- Given task
Can you quote exactly the stretch of lines from the one with "[mark] flush mount" through the final line of the material, both ends included?

BEGIN Extracted information

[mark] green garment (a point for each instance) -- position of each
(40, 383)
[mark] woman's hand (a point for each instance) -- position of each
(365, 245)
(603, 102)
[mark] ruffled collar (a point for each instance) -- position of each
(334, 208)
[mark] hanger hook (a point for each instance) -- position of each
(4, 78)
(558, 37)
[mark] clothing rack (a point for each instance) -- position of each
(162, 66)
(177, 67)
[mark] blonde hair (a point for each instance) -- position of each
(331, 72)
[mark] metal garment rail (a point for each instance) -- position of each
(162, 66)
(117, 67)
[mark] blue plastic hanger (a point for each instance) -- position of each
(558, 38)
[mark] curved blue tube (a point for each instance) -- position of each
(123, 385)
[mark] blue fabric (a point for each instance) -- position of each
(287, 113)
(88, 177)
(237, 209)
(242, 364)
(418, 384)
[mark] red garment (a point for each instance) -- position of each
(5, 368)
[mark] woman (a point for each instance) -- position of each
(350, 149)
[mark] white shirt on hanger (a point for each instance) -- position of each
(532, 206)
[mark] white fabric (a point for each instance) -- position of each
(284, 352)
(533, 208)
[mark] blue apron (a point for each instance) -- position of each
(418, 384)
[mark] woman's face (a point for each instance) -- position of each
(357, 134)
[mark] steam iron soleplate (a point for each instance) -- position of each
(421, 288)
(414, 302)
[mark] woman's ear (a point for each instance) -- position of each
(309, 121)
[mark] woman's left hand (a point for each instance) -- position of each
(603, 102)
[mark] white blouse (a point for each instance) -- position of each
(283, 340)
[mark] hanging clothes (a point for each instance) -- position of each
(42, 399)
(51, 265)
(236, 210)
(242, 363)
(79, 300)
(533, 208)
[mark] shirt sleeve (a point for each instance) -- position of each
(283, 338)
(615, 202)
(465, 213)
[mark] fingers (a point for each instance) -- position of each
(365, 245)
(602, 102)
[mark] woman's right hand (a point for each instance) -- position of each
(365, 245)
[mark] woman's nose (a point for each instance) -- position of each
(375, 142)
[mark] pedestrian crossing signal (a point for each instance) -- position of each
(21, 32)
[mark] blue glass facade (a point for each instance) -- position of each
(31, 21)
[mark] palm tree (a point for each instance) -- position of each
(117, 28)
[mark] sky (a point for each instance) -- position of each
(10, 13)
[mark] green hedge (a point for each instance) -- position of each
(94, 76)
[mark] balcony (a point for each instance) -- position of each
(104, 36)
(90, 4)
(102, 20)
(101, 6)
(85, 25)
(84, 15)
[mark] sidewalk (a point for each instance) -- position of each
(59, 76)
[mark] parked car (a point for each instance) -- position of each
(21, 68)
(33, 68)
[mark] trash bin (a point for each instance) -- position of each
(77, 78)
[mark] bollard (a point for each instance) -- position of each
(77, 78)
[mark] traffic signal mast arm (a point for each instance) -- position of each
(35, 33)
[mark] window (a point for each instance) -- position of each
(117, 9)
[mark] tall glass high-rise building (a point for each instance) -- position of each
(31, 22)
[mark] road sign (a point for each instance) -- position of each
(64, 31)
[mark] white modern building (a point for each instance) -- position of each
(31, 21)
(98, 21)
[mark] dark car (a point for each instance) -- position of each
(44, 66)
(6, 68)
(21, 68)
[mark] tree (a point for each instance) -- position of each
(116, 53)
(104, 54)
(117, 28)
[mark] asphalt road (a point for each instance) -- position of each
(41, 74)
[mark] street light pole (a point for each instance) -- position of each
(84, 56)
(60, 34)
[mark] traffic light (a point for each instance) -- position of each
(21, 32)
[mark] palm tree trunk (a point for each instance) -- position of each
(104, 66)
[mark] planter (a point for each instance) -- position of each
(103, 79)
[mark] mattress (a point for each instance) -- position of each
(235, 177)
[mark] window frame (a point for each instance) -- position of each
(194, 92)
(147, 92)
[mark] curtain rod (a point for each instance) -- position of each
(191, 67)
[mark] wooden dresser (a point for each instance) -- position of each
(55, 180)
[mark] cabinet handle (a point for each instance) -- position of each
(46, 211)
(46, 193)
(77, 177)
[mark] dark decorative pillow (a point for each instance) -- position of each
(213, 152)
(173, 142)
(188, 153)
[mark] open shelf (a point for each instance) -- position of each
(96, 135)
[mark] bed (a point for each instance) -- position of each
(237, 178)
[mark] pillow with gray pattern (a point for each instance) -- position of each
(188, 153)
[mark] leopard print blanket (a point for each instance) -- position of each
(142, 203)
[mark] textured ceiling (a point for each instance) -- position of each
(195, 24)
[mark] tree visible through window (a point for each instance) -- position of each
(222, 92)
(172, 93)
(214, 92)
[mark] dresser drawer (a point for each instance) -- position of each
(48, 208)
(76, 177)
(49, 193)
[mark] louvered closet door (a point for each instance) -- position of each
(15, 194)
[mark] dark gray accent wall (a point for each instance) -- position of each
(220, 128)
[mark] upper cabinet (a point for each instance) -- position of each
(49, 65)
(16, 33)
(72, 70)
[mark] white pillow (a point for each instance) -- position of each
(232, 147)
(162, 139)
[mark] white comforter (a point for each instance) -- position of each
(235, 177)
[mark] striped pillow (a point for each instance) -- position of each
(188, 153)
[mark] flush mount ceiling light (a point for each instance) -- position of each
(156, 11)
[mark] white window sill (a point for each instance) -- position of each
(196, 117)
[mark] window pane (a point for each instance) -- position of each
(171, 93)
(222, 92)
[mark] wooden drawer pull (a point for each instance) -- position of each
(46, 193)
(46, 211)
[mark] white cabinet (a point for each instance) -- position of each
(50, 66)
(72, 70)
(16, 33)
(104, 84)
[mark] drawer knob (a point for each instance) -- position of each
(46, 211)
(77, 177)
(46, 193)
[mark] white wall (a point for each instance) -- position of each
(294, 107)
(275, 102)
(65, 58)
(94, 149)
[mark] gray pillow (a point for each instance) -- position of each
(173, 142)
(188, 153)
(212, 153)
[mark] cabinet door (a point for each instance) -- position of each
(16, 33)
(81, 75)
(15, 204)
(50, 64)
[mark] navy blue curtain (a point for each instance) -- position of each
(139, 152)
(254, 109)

END Extracted information

- Task answer
[mark] flush mount ceiling light (a point for each instance) -- position of each
(156, 11)
[mark] white window sill (a point for each instance) -- position of each
(196, 117)
[mark] window pane (a point for each instance) -- position of each
(171, 93)
(222, 92)
[mark] wooden drawer pull (a point for each instance) -- position of each
(46, 193)
(46, 211)
[mark] white cabinet (a point for each instance) -- position of each
(50, 66)
(72, 70)
(16, 33)
(104, 84)
[mark] drawer knob (a point for each instance) -- position of each
(46, 211)
(77, 177)
(46, 193)
[mark] white wall (a point for each instance) -- position of each
(294, 107)
(275, 102)
(65, 58)
(94, 149)
[mark] gray pillow (a point for each instance) -- position of each
(173, 142)
(188, 153)
(212, 153)
[mark] cabinet door (a point for each instance) -- position of each
(16, 33)
(81, 75)
(15, 204)
(50, 64)
[mark] navy blue curtain (a point for each instance) -- position of each
(139, 152)
(254, 109)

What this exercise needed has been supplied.